(OBJECTIVES)
1) Retype part of the article below on the Cider Riot lawsuit. Begin at the words that have "After provoking some" and stop after "to the lawsuit.".
2) In the article below on the Cider Riot lawsuit, which agency is Patriot Prayer said to have sent false reports to?

(EXTRACT TO READ)
Videos of the confrontation show armored, baton-carrying members of Patriot Prayer walk up to Cider Riot's outdoor patio and begin shouting insults and taunts at the patrons. Some on the patio were dressed in all-black and wearing bandanas—a familiar uniform for antifa groups.


"Gibson and his followers spent most of May 1st walking from peaceful march to peaceful march looking for a fight. When they couldn't start one in the streets, they came to Cider Riot, to make one."


After provoking some of the patrons out of their seats, a member of Patriot Prayer appears to spray the patio with mace. Some on the patio return fire, spraying the unwelcome rabble-rousers with mace. This quickly turns into an all-out street fight between Patriot Prayer and a few Cider Riot patrons trying to keep them off the property. One woman was allegedly knocked unconscious by Patriot Prayer member Ian Kramer, and suffered a vertebrae fracture, according to the lawsuit.

"These thugs came accross state lines to assault us. They attended a peaceful gathering where people were enjoying themselves," said Goldman-Armstrong. "Thankfully our community stood up and our pub didn't get destroyed, and thankfully more people were not injured by these guys."

Goldman-Armstrong's four-count lawsuit accuses Patriot Prayer of neglecting to prevent physical harm against Cider Riot patrons, trespassing on the businesses property to cause harm, inflicting emotional distress on both employees and patrons, and interfering with Cider Riot's economic relationships (specifically, Patriot Prayer harassing Cider Riot investors and sending false reports to the Oregon Liquor Control Commission).

The original complaint specifically identified Gibson and Kramer as defendants.

But, since filing the lawsuit on Friday, Chavez has added three other members of Patriot Prayer as defendants: MacKenzie Lewis, Christopher Ponte, David Willis, and Matthew Cooper.

According to the updated lawsuit, Willis helped coordinating Patriot Prayer's May 1 visit to Cider Riot and, in earlier online messages, "had announced his intent to 'cleanse the streets.'" Lewis and Cooper allegedly "battered" Cider Riot patrons. The suit didn't clarify why Ponte, a known "cop watcher," was added as a defendant—aside from noting his longtime involvement to Patriot Prayer.

Joey Gibson speaking at a Vancouver rally.
Joey Gibson speaking at a Vancouver rally. Lester Black

During the press conference, Goldman-Armstrong expressed his disappointment in the Portland Police Bureau (PPB), who were called as soon as Patriot Prayer began assaulting Cider Riot patrons—but didn't show up for an hour.

"That's really disturbing," he said. "If we didn't have such great community support, we were kind of hung out to dry by the police. There was no appropriate response."

(DATA RECORDS)
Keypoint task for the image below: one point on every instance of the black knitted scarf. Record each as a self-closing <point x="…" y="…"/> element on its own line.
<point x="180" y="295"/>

---

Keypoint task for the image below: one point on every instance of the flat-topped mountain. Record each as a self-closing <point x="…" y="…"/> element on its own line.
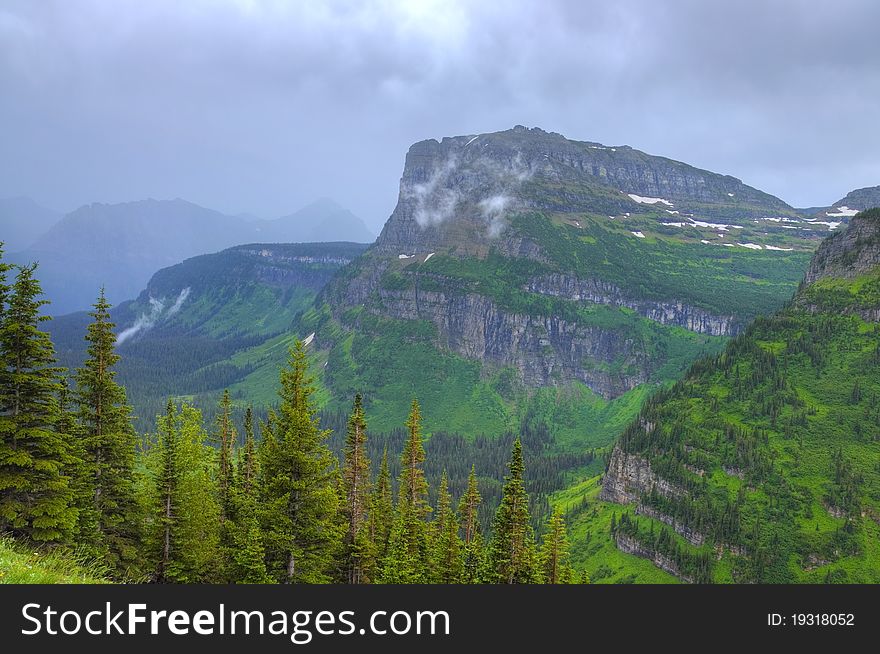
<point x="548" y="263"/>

(ANSWER SET)
1)
After provoking some of the patrons out of their seats, a member of Patriot Prayer appears to spray the patio with mace. Some on the patio return fire, spraying the unwelcome rabble-rousers with mace. This quickly turns into an all-out street fight between Patriot Prayer and a few Cider Riot patrons trying to keep them off the property. One woman was allegedly knocked unconscious by Patriot Prayer member Ian Kramer, and suffered a vertebrae fracture, according to the lawsuit.

2) The Oregon Liquor Control Commission.